JOB A: In the incentive plan excerpt, on what date does the plan become effective?
JOB B: Pick up the incentive plan text where it stops, starting with the definition for item (f).

PAGE EXCERPT:
* * * * * * * * *

MIDWEST AIR GROUP, INC.

ANNUAL AND LONG-TERM INCENTIVE PLAN


ARTICLE 1.

PURPOSE AND DURATION


Section 1.1 .   Purpose .  The purpose of the Midwest Air Group, Inc. Annual and Long-Term Incentive Plan is to motivate key employees of the Company and its Affiliates who have the prime responsibility for the operations of the Company and its Affiliates to achieve performance objectives, measured on an annual and long-term basis, that are aligned with the Company’s strategic goals and which are intended to result in increased value to the shareholders of the Company.


The Plan replaces and supersedes the Midwest Air Group, Inc. Long-Term Performance Plan and the Midwest Air Group Annual Incentive Plan.


Section 1.2 .   Duration .  The Plan is effective January 1, 2006, and will remain in effect until terminated pursuant to Article 10.


ARTICLE 2.

DEFINITIONS AND CONSTRUCTION


Section 2.1 .   Definitions .  Wherever used in the Plan, the following terms shall have the meanings set forth below and, when the meaning is intended, the initial letter of the word is capitalized:


(a)

“Administrator” means, with respect to executive officers of the Company, the Committee, and with respect to all other key employees, the Chief Executive Officer of the Company.


(b)

“Affiliate” has the meaning ascribed to such term in Rule 12b-2 promulgated under the Exchange Act, or any successor rule or regulation thereto.


(c)

“Annual Incentive Award” means an Incentive Award with a Performance Period of no more than one fiscal year of the Company or an Affiliate, as applicable.


(d)

“Base Salary” of a Participant means the annual rate of base pay in effect for such Participant as of the last day of the Performance Period (or such other date as the Administrator may specify by action taken at the time of grant of an Incentive Award).


(e)

“Board” means the Board of Directors of the Company.


(f)

* * * * * * * * *

Stored data entries:
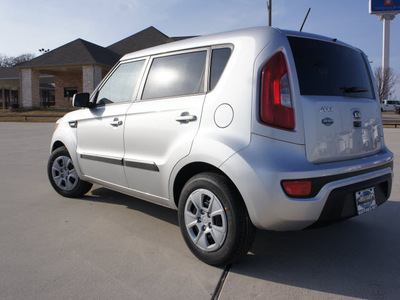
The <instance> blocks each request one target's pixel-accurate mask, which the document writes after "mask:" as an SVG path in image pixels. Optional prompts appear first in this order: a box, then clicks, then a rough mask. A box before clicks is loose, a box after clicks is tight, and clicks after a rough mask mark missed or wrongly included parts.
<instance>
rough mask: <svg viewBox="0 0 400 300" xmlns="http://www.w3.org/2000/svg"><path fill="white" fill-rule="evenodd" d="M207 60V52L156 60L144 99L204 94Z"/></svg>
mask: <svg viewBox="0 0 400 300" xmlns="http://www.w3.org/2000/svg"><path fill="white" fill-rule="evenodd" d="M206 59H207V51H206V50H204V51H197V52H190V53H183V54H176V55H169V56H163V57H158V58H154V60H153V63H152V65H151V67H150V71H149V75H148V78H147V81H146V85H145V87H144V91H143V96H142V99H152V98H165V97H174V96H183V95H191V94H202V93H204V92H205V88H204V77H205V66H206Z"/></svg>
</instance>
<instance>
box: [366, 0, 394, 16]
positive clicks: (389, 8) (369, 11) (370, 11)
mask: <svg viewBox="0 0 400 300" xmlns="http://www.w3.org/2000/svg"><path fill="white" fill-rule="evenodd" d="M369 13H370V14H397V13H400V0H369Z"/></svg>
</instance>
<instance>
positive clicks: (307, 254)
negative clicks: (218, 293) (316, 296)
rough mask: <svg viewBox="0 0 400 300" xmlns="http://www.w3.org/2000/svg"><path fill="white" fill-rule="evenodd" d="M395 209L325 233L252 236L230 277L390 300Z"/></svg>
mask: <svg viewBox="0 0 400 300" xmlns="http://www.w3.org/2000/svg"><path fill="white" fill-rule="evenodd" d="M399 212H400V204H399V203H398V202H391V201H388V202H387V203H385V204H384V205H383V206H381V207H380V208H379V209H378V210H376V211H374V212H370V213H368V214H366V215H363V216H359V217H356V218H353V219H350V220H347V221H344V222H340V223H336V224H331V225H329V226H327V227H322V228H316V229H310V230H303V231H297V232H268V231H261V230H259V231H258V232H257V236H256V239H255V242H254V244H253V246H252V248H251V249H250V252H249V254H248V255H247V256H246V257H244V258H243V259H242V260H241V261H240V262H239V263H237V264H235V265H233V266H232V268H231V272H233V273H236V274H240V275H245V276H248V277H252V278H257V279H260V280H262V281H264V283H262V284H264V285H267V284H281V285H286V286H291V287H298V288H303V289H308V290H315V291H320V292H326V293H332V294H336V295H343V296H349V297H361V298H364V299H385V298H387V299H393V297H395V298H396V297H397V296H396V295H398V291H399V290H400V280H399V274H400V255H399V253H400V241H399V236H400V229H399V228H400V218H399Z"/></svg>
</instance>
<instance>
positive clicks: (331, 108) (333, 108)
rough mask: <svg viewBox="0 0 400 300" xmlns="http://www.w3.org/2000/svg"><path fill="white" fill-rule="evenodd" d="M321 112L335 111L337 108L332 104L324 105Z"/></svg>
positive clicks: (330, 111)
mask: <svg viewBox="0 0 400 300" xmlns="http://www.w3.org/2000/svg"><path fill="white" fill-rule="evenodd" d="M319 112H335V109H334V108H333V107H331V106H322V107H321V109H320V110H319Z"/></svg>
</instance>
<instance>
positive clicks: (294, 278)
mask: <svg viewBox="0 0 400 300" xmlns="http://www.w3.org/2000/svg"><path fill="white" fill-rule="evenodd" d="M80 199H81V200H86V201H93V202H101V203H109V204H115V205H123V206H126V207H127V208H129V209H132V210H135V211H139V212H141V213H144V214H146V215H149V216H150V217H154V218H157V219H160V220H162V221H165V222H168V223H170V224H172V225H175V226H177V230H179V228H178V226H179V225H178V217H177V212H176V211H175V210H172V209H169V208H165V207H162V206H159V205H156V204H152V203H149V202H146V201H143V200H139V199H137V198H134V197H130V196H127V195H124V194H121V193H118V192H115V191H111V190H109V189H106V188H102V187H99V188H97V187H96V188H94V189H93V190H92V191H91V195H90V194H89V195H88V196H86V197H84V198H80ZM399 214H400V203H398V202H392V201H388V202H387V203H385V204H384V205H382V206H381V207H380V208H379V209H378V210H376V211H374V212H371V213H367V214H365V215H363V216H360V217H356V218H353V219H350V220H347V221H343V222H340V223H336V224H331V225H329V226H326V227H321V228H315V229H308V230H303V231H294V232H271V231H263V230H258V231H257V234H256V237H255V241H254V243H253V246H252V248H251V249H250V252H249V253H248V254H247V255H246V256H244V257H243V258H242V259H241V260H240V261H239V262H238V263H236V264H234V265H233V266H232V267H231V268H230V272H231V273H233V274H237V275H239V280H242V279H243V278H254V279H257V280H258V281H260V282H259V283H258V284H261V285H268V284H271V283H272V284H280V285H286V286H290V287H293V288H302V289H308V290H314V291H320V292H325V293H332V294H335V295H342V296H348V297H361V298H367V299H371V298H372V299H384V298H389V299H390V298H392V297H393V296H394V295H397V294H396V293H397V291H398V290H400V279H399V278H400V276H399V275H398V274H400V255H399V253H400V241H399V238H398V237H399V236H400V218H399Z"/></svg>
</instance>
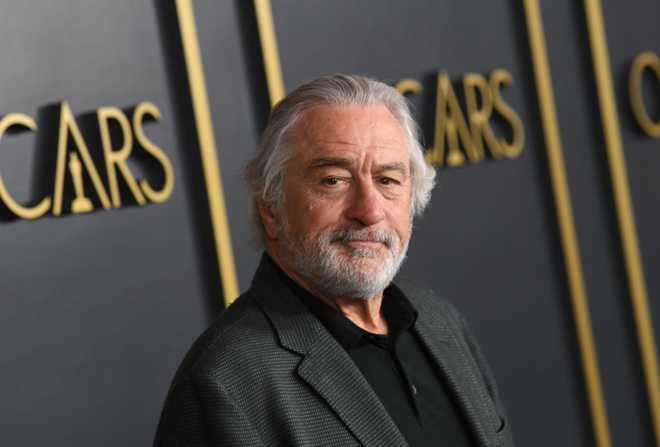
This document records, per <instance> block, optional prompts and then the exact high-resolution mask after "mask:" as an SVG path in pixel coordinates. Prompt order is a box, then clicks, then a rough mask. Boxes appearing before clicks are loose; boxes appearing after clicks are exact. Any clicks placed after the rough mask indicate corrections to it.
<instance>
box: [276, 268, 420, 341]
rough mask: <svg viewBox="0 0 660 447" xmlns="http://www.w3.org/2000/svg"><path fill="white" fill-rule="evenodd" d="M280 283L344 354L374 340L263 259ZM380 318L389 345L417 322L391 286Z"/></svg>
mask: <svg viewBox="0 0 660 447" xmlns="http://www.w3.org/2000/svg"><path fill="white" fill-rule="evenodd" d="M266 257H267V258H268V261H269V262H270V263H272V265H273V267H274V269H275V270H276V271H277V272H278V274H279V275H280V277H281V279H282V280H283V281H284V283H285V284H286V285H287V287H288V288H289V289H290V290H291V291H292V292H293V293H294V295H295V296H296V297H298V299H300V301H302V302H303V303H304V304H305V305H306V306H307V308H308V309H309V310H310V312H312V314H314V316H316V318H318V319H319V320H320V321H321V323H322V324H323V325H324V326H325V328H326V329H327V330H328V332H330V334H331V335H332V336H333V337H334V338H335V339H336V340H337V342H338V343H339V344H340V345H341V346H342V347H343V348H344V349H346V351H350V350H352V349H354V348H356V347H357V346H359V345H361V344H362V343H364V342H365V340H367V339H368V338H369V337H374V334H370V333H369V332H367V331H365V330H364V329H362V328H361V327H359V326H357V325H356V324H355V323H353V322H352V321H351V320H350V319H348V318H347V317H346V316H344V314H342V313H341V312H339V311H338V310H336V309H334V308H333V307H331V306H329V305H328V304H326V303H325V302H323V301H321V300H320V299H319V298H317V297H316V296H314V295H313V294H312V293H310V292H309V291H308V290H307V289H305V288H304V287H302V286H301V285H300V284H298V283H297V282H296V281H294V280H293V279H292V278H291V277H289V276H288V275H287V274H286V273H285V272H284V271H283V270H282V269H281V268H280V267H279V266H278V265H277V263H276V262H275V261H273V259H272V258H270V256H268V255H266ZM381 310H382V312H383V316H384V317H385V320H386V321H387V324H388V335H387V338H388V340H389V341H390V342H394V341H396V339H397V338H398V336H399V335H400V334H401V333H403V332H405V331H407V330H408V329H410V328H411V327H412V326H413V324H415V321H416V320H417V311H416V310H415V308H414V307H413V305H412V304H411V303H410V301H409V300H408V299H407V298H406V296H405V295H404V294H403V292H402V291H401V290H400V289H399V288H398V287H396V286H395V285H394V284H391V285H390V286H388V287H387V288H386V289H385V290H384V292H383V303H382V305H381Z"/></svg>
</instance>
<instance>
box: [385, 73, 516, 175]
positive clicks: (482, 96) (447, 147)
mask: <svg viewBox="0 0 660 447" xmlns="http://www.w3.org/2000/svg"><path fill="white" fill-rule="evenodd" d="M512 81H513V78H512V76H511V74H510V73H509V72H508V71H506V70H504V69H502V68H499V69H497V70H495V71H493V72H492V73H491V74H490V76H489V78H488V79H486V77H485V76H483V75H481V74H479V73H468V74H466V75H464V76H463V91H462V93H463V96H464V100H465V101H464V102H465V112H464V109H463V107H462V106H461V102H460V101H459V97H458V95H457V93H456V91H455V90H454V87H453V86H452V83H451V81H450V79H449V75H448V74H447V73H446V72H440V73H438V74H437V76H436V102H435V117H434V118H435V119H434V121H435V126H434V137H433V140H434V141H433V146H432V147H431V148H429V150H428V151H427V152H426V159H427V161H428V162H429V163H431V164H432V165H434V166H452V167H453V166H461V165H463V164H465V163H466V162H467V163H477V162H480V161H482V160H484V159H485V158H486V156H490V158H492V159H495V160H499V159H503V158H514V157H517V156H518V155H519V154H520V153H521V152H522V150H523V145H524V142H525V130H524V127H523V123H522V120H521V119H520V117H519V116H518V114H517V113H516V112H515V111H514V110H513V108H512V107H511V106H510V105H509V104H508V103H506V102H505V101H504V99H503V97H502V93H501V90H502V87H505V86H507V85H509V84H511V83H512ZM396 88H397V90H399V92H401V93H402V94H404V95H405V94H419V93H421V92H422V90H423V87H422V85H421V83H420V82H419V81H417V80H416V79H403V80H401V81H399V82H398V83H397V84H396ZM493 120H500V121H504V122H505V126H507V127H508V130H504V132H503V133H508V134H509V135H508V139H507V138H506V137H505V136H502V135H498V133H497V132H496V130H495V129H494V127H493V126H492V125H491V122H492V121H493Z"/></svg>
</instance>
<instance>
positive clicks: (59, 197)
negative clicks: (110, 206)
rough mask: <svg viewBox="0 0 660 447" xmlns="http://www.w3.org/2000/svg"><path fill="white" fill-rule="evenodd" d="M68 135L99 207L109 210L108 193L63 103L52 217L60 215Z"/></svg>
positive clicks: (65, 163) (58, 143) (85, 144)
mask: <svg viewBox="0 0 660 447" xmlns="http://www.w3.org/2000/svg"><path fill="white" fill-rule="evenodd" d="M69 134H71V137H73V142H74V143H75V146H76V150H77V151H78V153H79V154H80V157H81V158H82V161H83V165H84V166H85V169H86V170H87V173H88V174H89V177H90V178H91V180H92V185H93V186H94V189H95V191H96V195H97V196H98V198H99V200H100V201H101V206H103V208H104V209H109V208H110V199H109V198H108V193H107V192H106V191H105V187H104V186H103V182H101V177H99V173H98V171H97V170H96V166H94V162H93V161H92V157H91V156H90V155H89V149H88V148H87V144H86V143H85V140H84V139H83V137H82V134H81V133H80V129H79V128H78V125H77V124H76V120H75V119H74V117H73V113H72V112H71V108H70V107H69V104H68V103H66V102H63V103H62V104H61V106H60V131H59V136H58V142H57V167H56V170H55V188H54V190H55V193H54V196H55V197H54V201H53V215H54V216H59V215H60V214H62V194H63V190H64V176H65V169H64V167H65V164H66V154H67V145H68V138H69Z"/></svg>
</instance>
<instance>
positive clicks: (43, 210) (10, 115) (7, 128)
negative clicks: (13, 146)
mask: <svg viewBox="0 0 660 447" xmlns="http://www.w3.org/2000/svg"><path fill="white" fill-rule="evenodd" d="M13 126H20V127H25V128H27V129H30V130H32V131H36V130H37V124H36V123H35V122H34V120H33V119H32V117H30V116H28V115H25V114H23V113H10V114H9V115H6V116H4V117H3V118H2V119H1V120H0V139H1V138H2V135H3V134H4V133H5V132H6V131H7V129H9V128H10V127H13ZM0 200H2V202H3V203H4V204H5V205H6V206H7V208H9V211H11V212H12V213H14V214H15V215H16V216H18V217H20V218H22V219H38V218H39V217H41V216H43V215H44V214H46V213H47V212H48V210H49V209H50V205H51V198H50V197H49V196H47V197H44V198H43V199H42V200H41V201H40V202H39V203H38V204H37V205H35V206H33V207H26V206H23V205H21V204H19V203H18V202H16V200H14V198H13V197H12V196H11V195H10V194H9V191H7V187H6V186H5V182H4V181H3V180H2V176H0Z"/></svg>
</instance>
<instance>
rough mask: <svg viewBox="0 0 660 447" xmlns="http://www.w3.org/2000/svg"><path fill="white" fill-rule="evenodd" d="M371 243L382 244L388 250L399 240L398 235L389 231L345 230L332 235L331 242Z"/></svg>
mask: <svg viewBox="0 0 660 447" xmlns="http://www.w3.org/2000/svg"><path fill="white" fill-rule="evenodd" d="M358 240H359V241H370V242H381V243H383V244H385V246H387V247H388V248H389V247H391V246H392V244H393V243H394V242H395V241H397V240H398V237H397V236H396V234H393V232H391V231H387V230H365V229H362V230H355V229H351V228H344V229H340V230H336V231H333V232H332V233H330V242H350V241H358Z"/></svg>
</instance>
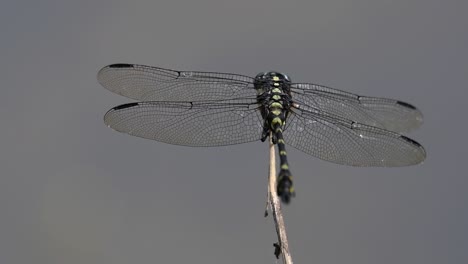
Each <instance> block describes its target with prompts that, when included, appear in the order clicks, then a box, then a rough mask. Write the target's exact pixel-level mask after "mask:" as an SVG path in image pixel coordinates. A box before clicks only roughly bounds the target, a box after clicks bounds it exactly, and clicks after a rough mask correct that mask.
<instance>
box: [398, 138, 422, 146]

* * * * * * * * *

ANSWER SPACE A: January 1, 2006

ANSWER SPACE B:
“Cause” means:  (1) if the Participant is subject to an employment agreement that contains a definition of “cause”, such definition, or (2) otherwise, any of the following as determined by the Administrator:  (A) violation of the provisions of any employment agreement, non-competition agreement, confidentiality agreement, or similar agreement with the Company or an Affiliate, or the Company’s or an Affiliate’s code of ethics, as then in effect, (B) conduct



 


rising to the level of gross negligence or willful misconduct in the course of employment with the Company or an Affiliate, (C) commission of an act of dishonesty or disloyalty involving the Company or an Affiliate, (D) violation of any federal, state or local law in connection with the Participant’s employment, or (E) breach of any fiduciary duty to the Company or an Affiliate.


(g)

“Change of Control”means the earliest to occur of the following:


(1)

any “Person” (as such term is defined in Section 3(a)(9) of the Securities Exchange Act of 1934, as amended (the “Exchange Act”), as modified and used in Sections 13(d) and 14(d) thereof), other than (A) the Company or any of its subsidiaries, (B) a trustee or other fiduciary holding securities under any employee benefit plan of the Company or any of its subsidiaries, (C) an underwriter temporarily holding securities pursuant to an offering of such securities or (D) a corporation owned, directly or indirectly, by the shareholders of the Company in substantially the same proportions as their ownership of stock in the Company (“Excluded Persons”), is or becomes the “Beneficial Owner” (as defined in rule 13d-3 under the Exchange Act), directly or indirectly, of securities of the Company (not including in the securities beneficially owned by such Person any securities acquired directly from the Company or its affiliates after January 1, 2005, pursuant to express authorization by the Board that refers to this exception) representing more than 50% of the then outstanding shares of Stock or 35% or more of the combined voting power of the Company’s then outstanding voting securities; or


(2)

the following individuals cease for any reason to constitute a majority of the number of directors then serving during any 12-month period:  individuals who, on January 1, 2005, constituted the Board and any new director whose appointment or election by the Board or nomination for election by the Company’s shareholders was approved by a vote of at least a majority of the directors then still in office who either were directors on January 1, 2005, or whose appointment, election or nomination for election was previously so approved; or


(3)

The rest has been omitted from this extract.